## Extracted text:
If you’re keen to get out and explore the great outdoors, Medway has some wonderful landscapes, features and open spaces for avid walkers and adventurous families.

On this page, we feature a selection of countryside parks and nature reserves that are enjoyable to visit all year. You don't have to be an experienced rambler to enjoy the benefits of walking and to help to dust off the cobwebs.

Eight of Medway's Parks are amongst the best in the UK. For more information, read our press release.

Capstone Farm Country Park

Capstone Farm Country Park is one of Medway's finest green spaces, offering wonderful opportunities for walking, running, cycling and much more. As you walk around the former farmland on the North Downs, you feel a million miles from the nearby urban areas of Medway.

The park has children’s play areas, marked trim trails, mountain bike tracks, bridal ways and a network of footpaths, as well as a café and a fishing lake. It’s packed with ancient woodland, old orchards, meadows and hedgerows.

Winners of the Green Flag Award 2021/22.

Riverside Country Park

Riverside is one of Medway's beautiful country parks and an ideal location for a walk, run or cycle.

The park covers 100 hectares alongside the Medway Estuary, including Motney Hill and Berengrave Local Nature Reserve.

There are various habitats within the park, including mudflats and salt marsh, ponds and reed-beds, grassland and scrub, which provide a haven for wildlife.

## Data provided:
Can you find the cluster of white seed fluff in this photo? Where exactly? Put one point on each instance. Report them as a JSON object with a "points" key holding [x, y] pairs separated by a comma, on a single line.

## What you will do:
1. Summarize the text above on Medway's countryside parks in two sentences.
2. Carry on the text about Medway's countryside parks, starting right after its final sentence.

## Results:
1. Medway has landscapes and open spaces for walkers and families, and the page features a selection of countryside parks and nature reserves that can be enjoyed all year without walking experience. Capstone Farm Country Park, a Green Flag Award winner for 2021/22 on former North Downs farmland, offers play areas, trails, footpaths, a café and a fishing lake, while Riverside Country Park covers 100 hectares beside the Medway Estuary and has habitats such as mudflats, salt marsh and reed-beds that provide a haven for wildlife.

2.
The estuary has special protection as part of the Medway Marshes Site of Special Scientific Interest (SSSI) and is internationally important for wintering birds that thrive on the mudflats. The salt marshes have a specialised ecology and act as high tide roost sites.

Winners of Green Flag Award 2021/22

RSPB Northward Hill Reserve & Cliffe Pools

Medway and its marshlands are an important area for birds and attracts visiting bird watching enthusiasts keen to observe heron, marsh harriers, lapwing, little egrets, nightingales and more. 

The wood has the largest heronry in the UK, with more than 150 pairs of grey heron nesting in the treetops and almost 50 pairs of little egrets.

The reserve overlooking the Thames Estuary is a working farm with cows and sheep, surrounded by scrubland that's rich in nightingales and whitethroats.

There's also a lovely bluebell wood and a large rookery.

Nashenden Down

If stunning views are your thing, Kent Wildlife Trust’s Nashenden Down reserve near Borstal won’t disappoint.

Just look how happy these four-legged visitors are in its 55 hectares of former arable land that is now bustling with nature, wild flowers and grazing animals.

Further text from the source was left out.